## About this task
Nothing but the exact text of the entries should appear in your answer; pictures stay out.

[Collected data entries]
*** Begin section ***

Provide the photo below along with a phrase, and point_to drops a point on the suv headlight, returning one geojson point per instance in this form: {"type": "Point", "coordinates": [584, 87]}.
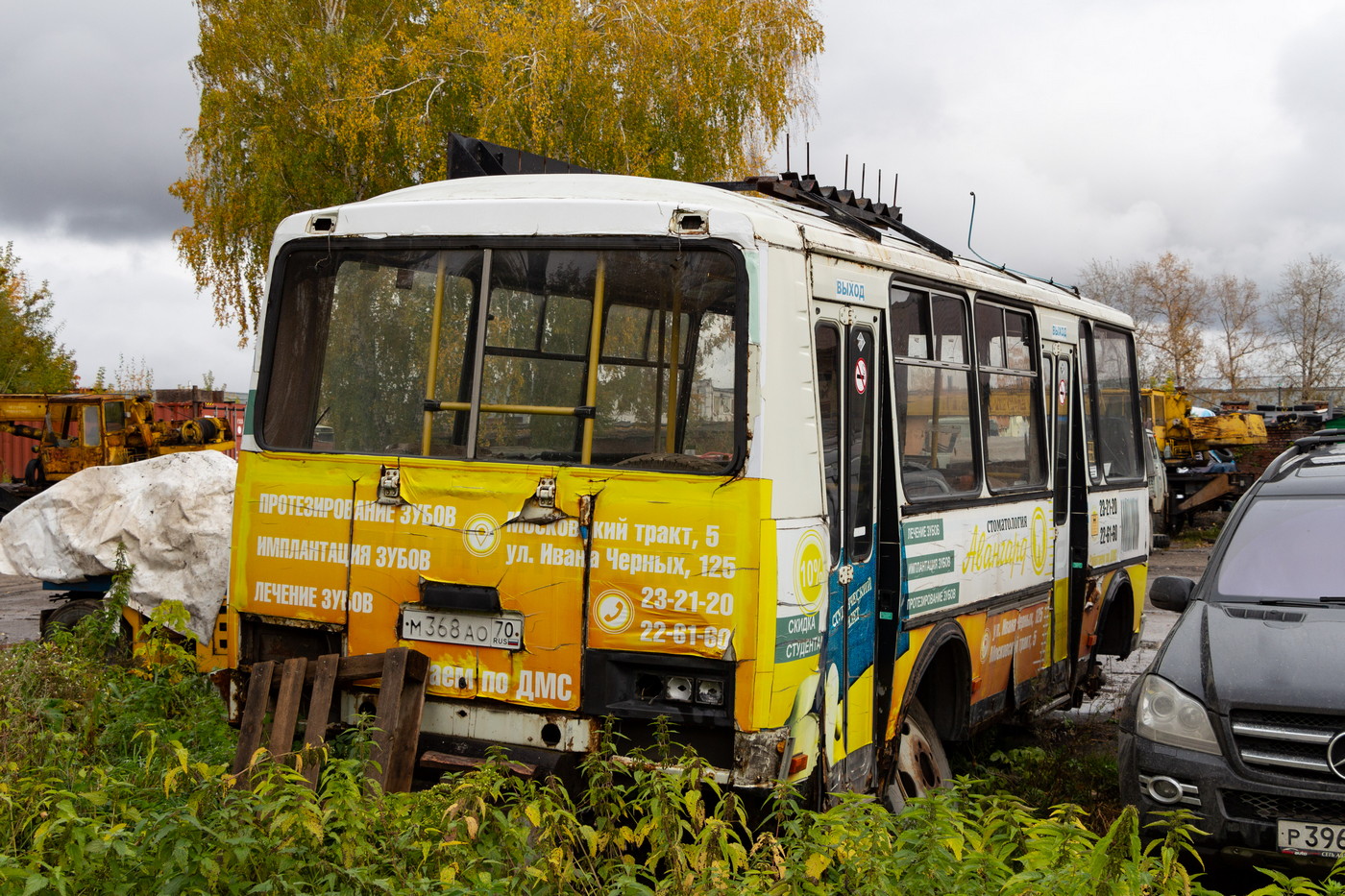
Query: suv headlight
{"type": "Point", "coordinates": [1170, 715]}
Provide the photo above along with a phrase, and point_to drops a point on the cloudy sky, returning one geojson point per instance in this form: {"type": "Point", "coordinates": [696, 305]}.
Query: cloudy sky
{"type": "Point", "coordinates": [1210, 128]}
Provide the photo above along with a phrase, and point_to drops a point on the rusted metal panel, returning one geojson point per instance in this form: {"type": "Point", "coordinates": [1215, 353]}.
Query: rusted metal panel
{"type": "Point", "coordinates": [15, 453]}
{"type": "Point", "coordinates": [231, 412]}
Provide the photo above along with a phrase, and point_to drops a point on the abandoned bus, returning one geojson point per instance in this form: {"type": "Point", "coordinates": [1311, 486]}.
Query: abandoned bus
{"type": "Point", "coordinates": [769, 463]}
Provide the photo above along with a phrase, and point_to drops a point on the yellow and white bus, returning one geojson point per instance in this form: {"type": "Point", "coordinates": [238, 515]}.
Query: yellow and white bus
{"type": "Point", "coordinates": [767, 463]}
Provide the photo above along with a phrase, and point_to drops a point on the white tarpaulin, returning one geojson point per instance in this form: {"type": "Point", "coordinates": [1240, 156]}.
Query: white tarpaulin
{"type": "Point", "coordinates": [174, 513]}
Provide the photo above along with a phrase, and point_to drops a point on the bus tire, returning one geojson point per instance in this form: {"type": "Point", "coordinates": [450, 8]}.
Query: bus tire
{"type": "Point", "coordinates": [69, 614]}
{"type": "Point", "coordinates": [920, 763]}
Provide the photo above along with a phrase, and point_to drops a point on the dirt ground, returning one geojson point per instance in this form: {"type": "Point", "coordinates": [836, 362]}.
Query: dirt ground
{"type": "Point", "coordinates": [22, 599]}
{"type": "Point", "coordinates": [1119, 674]}
{"type": "Point", "coordinates": [20, 603]}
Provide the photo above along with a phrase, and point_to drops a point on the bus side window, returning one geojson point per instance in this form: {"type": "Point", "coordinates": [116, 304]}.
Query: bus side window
{"type": "Point", "coordinates": [1118, 419]}
{"type": "Point", "coordinates": [1012, 422]}
{"type": "Point", "coordinates": [932, 376]}
{"type": "Point", "coordinates": [829, 406]}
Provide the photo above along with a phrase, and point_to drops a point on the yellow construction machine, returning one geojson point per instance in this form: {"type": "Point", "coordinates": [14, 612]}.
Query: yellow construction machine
{"type": "Point", "coordinates": [1194, 448]}
{"type": "Point", "coordinates": [94, 429]}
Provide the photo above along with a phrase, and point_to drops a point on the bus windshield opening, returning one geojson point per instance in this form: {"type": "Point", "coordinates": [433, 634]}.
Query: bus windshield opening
{"type": "Point", "coordinates": [624, 356]}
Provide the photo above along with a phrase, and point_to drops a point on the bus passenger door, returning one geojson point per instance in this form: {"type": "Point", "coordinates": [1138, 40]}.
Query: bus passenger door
{"type": "Point", "coordinates": [1069, 516]}
{"type": "Point", "coordinates": [847, 365]}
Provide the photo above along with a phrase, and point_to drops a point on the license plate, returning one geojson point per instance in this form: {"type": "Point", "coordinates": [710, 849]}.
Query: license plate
{"type": "Point", "coordinates": [1310, 838]}
{"type": "Point", "coordinates": [475, 630]}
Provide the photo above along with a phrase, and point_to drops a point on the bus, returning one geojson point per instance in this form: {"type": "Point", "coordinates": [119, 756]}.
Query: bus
{"type": "Point", "coordinates": [759, 459]}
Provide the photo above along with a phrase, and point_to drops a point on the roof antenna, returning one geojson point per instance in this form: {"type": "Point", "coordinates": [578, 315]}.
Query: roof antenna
{"type": "Point", "coordinates": [1004, 268]}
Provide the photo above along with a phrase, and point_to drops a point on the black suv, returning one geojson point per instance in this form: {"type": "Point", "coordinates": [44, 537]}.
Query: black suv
{"type": "Point", "coordinates": [1241, 714]}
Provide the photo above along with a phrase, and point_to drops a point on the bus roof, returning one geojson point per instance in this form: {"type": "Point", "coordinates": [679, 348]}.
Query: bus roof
{"type": "Point", "coordinates": [575, 205]}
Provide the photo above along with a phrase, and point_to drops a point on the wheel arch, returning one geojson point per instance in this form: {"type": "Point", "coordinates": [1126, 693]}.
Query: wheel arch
{"type": "Point", "coordinates": [941, 680]}
{"type": "Point", "coordinates": [1115, 633]}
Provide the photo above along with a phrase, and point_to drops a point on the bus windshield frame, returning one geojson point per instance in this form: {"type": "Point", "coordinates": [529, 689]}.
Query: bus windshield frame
{"type": "Point", "coordinates": [521, 372]}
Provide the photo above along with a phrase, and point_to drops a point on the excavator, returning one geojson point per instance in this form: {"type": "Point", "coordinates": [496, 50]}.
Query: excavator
{"type": "Point", "coordinates": [94, 429]}
{"type": "Point", "coordinates": [1194, 449]}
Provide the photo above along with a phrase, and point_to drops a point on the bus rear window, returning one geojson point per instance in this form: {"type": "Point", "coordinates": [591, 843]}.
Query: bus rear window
{"type": "Point", "coordinates": [401, 351]}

*** End section ***

## Answer section
Provide the photo below along with a phrase, and point_to drops a point on the suv headlight, returning one geojson point per instance in this form: {"type": "Point", "coordinates": [584, 87]}.
Query: suv headlight
{"type": "Point", "coordinates": [1170, 715]}
Provide the photo above along with a phrase, and point_to drops a point on the cloudy sky, returning one geojson point per instance in this form: {"type": "Point", "coordinates": [696, 305]}.
Query: cloudy sky
{"type": "Point", "coordinates": [1210, 128]}
Provide the photo above along with a phrase, and point_to drops a point on the rusted metal panel, returning one geojson point per instance in this form: {"type": "Point", "coordinates": [1215, 353]}.
Query: rusted metal panel
{"type": "Point", "coordinates": [15, 453]}
{"type": "Point", "coordinates": [231, 412]}
Provide the photo above along with a phrase, and point_to drops a point on the abandoned bus, returning one geojson point per instance in this form: {"type": "Point", "coordinates": [1311, 486]}.
Query: abandoned bus
{"type": "Point", "coordinates": [769, 463]}
Provide the photo above along with a phrase, and point_to drops a point on the yellow and white bus, returning one geojson point per instance in this form: {"type": "Point", "coordinates": [238, 515]}.
Query: yellow and white bus
{"type": "Point", "coordinates": [767, 463]}
Provide the photo above along with a phrase, and point_to drops a point on the white tarpaulin, returning one geojson point per instance in this form: {"type": "Point", "coordinates": [1240, 156]}.
Query: white tarpaulin
{"type": "Point", "coordinates": [174, 513]}
Provide the photo above along with a phrase, and point_to drops a point on the bus tire, returning one geojson point per instance in this form: {"type": "Point", "coordinates": [450, 8]}.
Query: bus tire
{"type": "Point", "coordinates": [69, 614]}
{"type": "Point", "coordinates": [920, 763]}
Provide the photo above along with a phrase, and point_to drops a point on the dirt ground, returning one geojson point per instance in this form: {"type": "Point", "coordinates": [836, 362]}.
Query: dirt ground
{"type": "Point", "coordinates": [22, 599]}
{"type": "Point", "coordinates": [1119, 674]}
{"type": "Point", "coordinates": [20, 603]}
Provide the photo above along with a phrase, and point_to drops a point on the bus side window, returning one geojson point per instance in this form: {"type": "Point", "coordinates": [116, 304]}.
Query: bus side window
{"type": "Point", "coordinates": [1118, 419]}
{"type": "Point", "coordinates": [1012, 422]}
{"type": "Point", "coordinates": [932, 376]}
{"type": "Point", "coordinates": [829, 406]}
Provide the photo above along with a phrase, and point_to drops a point on the yellow construction machine, returning one geojson point per instance in this form: {"type": "Point", "coordinates": [14, 612]}.
Query: yellow construction machine
{"type": "Point", "coordinates": [1194, 448]}
{"type": "Point", "coordinates": [94, 429]}
Provide the photo above along with a phrase, and point_to drops a point on the bus windshield opening, returning one geojson point per instance in this form: {"type": "Point", "coordinates": [433, 634]}.
Query: bus windshield opening
{"type": "Point", "coordinates": [624, 356]}
Provide the photo above along with a phrase, and point_to drops a point on the bus passenger door, returning one geojson point per instance in this form: {"type": "Point", "coordinates": [1138, 40]}.
Query: bus passenger door
{"type": "Point", "coordinates": [1069, 516]}
{"type": "Point", "coordinates": [847, 365]}
Provide the photo above along with a phrase, and point_to drops a point on the license plate, returning one geojson point per instance in this form: {"type": "Point", "coordinates": [710, 849]}.
Query: license plate
{"type": "Point", "coordinates": [1310, 838]}
{"type": "Point", "coordinates": [475, 630]}
Provide the photo above along with a phrase, and point_to drops a point on the bus, returning one geojson point per instance in this form: {"type": "Point", "coordinates": [119, 756]}.
Query: bus
{"type": "Point", "coordinates": [759, 459]}
Provide the photo above along with a phrase, and point_to drops a point on the roof antenna, returning one geojson point per instance in this form: {"type": "Point", "coordinates": [578, 315]}.
Query: roof antenna
{"type": "Point", "coordinates": [1004, 268]}
Provide the photo above along with a phrase, and point_to drops a point on the black suv, returning one geojson point per instance in this form: {"type": "Point", "coordinates": [44, 537]}.
Query: black suv
{"type": "Point", "coordinates": [1241, 714]}
Provide the photo above along with a phrase, and point_to drops a point on the bus roof, returning one geojson point per instance in this form: {"type": "Point", "coordinates": [679, 348]}.
Query: bus roof
{"type": "Point", "coordinates": [575, 205]}
Provide the photo above along with a phrase, and point_to drops a point on the wheel arch, returning one geojson point per instance in this form: {"type": "Point", "coordinates": [1126, 693]}.
Query: wheel arch
{"type": "Point", "coordinates": [941, 680]}
{"type": "Point", "coordinates": [1115, 633]}
Provide the photo above along with a phrase, and point_to drops a point on the bus windshield frame, returning one geojson point per instance in this form: {"type": "Point", "coordinates": [529, 689]}.
Query: bus windshield frame
{"type": "Point", "coordinates": [521, 372]}
Provide the photo above along with a phrase, and point_to drops a point on the excavator, returning one geojson point per instance in this form: {"type": "Point", "coordinates": [496, 50]}.
Query: excavator
{"type": "Point", "coordinates": [94, 429]}
{"type": "Point", "coordinates": [1194, 449]}
Provide the photo above along with a phrase, and point_to drops a point on the bus rear window, returning one geojson point per instance in this form: {"type": "Point", "coordinates": [591, 843]}.
Query: bus rear window
{"type": "Point", "coordinates": [401, 351]}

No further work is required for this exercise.